* DATA LISTING *
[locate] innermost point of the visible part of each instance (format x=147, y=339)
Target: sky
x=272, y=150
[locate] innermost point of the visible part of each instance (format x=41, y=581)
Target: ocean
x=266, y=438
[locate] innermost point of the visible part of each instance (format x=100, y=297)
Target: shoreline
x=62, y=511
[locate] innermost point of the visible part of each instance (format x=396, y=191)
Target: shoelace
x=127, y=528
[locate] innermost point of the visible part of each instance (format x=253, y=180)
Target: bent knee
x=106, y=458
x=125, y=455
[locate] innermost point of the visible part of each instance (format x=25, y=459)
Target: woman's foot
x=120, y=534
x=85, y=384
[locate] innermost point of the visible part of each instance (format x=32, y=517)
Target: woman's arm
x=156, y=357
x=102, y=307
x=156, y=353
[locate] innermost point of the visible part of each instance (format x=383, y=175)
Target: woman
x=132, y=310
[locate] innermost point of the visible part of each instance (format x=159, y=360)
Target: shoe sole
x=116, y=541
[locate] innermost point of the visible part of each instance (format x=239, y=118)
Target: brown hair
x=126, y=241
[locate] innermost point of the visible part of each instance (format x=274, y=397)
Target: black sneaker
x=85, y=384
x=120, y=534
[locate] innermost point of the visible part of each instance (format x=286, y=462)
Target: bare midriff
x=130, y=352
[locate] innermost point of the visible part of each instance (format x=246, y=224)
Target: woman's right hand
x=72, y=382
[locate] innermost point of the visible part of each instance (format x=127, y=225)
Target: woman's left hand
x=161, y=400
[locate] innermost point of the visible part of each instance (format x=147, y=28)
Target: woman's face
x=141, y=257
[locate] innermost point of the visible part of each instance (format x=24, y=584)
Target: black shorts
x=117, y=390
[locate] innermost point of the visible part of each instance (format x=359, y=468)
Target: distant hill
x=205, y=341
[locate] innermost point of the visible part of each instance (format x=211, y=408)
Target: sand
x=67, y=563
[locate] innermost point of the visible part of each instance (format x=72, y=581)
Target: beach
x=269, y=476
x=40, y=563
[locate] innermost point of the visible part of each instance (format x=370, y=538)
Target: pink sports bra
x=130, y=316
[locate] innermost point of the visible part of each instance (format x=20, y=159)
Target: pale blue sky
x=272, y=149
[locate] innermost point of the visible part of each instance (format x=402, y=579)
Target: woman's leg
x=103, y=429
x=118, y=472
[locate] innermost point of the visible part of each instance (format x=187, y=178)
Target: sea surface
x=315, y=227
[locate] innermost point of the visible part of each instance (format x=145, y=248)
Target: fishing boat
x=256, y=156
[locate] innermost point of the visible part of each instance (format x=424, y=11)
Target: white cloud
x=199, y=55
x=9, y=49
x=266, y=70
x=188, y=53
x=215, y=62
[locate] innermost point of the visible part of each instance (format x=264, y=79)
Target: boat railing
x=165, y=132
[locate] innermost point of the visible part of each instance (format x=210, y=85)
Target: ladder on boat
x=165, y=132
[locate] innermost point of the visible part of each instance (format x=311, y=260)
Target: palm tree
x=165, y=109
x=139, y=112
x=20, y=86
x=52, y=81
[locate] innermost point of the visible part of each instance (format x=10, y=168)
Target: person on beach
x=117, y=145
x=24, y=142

* WHAT YOU HAVE TO DO *
Rewrite all of the rows above, swapping "innermost point" for "central point" everywhere it occurs and keeping everything else unchanged.

* RESULT *
[locate] central point of the visible part of each instance (format x=147, y=339)
Target: sky
x=272, y=150
[locate] central point of the visible part of each instance (format x=41, y=581)
Target: ocean
x=266, y=438
[locate] central point of the visible part of each instance (format x=100, y=297)
Target: shoreline
x=62, y=511
[locate] central point of the visible part of each instance (format x=396, y=191)
Target: shoelace
x=127, y=528
[locate] central point of the visible part of each instance (format x=253, y=180)
Target: bent knee
x=106, y=458
x=125, y=455
[locate] central point of the visible part of each instance (format x=25, y=459)
Target: woman's foot
x=120, y=534
x=85, y=384
[locate] central point of the visible part of each instance (format x=32, y=517)
Target: woman's arm
x=156, y=357
x=102, y=307
x=156, y=353
[locate] central point of the visible part of each instance (format x=383, y=175)
Target: woman
x=132, y=310
[locate] central point of the visible part of each instance (format x=159, y=360)
Target: shoe sole
x=116, y=541
[locate] central point of the visible part of each instance (format x=239, y=118)
Target: brown hair
x=126, y=241
[locate] central point of the visible part of each instance (format x=274, y=397)
Target: black sneaker
x=85, y=384
x=120, y=534
[locate] central point of the visible part of each instance (format x=286, y=462)
Target: bare midriff
x=130, y=352
[locate] central point of the visible part of each instance (format x=246, y=224)
Target: woman's right hand
x=72, y=382
[locate] central point of the visible part of each instance (format x=127, y=225)
Target: woman's left hand
x=161, y=400
[locate] central point of the visible part of each instance (format x=147, y=28)
Target: woman's face
x=141, y=257
[locate] central point of the visible part of each instance (format x=24, y=584)
Target: black shorts
x=117, y=390
[locate] central point of the visible part of each instance (format x=359, y=468)
Target: distant hill
x=205, y=341
[locate] central point of the visible part of each instance (format x=211, y=408)
Target: sand
x=67, y=563
[locate] central point of the visible part of each instance (format x=72, y=581)
Target: beach
x=269, y=476
x=40, y=563
[locate] central point of the visible part of each instance (format x=370, y=538)
Target: pink sports bra
x=130, y=316
[locate] central point of the visible part of each instance (format x=20, y=159)
Target: pale blue sky
x=272, y=149
[locate] central point of the visible part of each instance (format x=402, y=579)
Target: woman's leg
x=103, y=429
x=118, y=472
[locate] central point of the visible part of each instance (format x=187, y=178)
Target: sea surface
x=315, y=227
[locate] central point of the visible part of each instance (format x=145, y=248)
Target: fishing boat
x=256, y=156
[locate] central point of the visible part of each instance (format x=424, y=11)
Target: white cloud
x=199, y=55
x=9, y=49
x=266, y=70
x=188, y=53
x=215, y=62
[locate] central point of the visible part of each instance (format x=264, y=79)
Target: boat railing
x=165, y=132
[locate] central point of the visible part of each instance (format x=210, y=85)
Target: ladder on boat
x=165, y=132
[locate] central point of the visible part of each instance (format x=311, y=260)
Target: palm tree
x=165, y=109
x=139, y=112
x=20, y=86
x=52, y=81
[locate] central point of the visible part of each instance (format x=10, y=168)
Target: person on beach
x=117, y=145
x=24, y=142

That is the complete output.